#### LISTED RECORDS

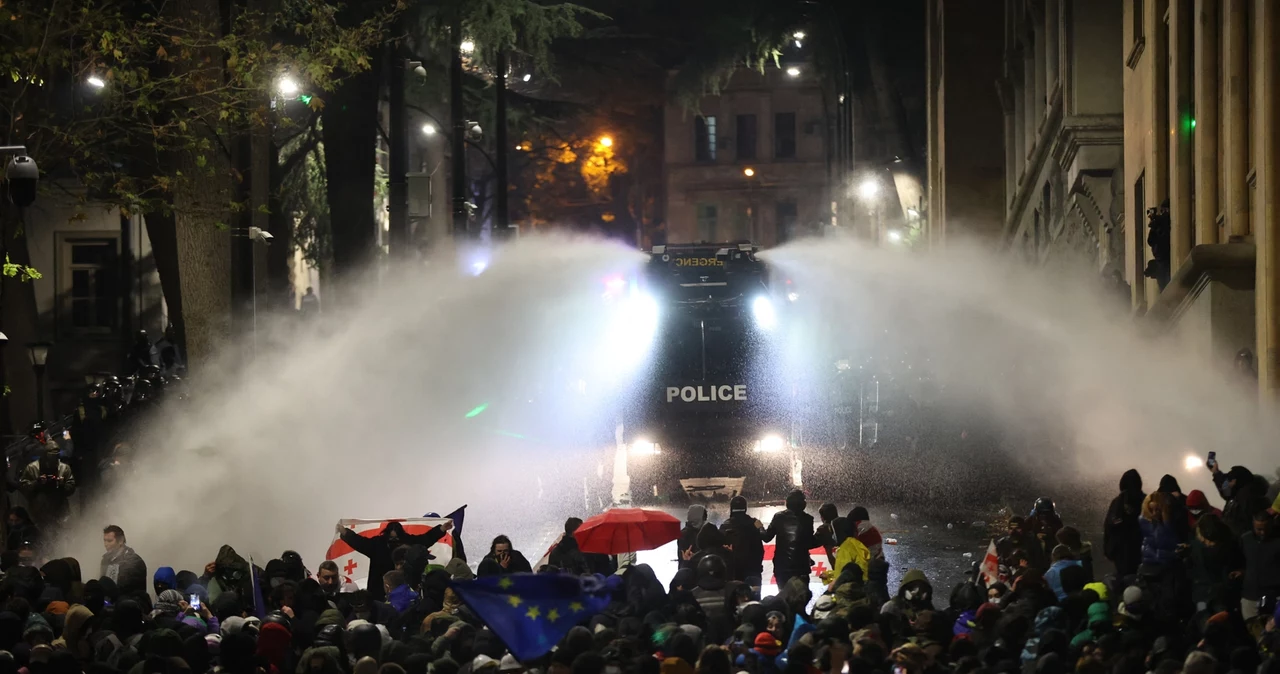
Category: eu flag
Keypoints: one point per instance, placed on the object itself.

########
#### LISTED RECORDS

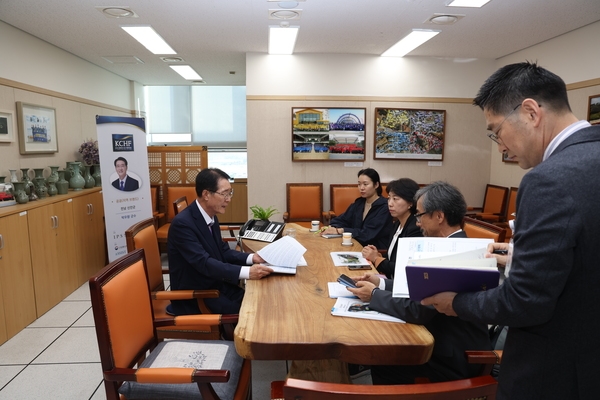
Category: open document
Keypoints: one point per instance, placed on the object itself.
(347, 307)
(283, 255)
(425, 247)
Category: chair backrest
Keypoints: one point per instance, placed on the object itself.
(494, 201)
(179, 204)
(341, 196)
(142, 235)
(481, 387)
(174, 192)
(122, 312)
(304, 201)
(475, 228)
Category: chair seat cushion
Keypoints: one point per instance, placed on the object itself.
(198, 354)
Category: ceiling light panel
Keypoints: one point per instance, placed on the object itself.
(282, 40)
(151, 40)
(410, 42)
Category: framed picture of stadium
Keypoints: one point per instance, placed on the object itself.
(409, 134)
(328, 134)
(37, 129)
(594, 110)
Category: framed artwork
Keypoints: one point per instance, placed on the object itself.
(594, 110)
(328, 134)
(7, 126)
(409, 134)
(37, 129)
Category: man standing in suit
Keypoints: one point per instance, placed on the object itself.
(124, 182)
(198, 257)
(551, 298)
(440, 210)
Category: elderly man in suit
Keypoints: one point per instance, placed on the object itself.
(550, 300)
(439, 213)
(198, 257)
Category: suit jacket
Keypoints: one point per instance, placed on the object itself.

########

What is asked for is an exact copy of the lines above from the one containing "Category: ceiling light panel" through the one containing "Category: framed artwork", and only those.

* PROBLEM SOLUTION:
Category: ceiling light panel
Keypoints: one point per instance, placed on the object itself.
(282, 40)
(151, 40)
(410, 42)
Category: framed picture of stadium
Keypoints: one point per instance, placed on the object itself.
(409, 134)
(328, 134)
(37, 129)
(594, 110)
Category: framed artwork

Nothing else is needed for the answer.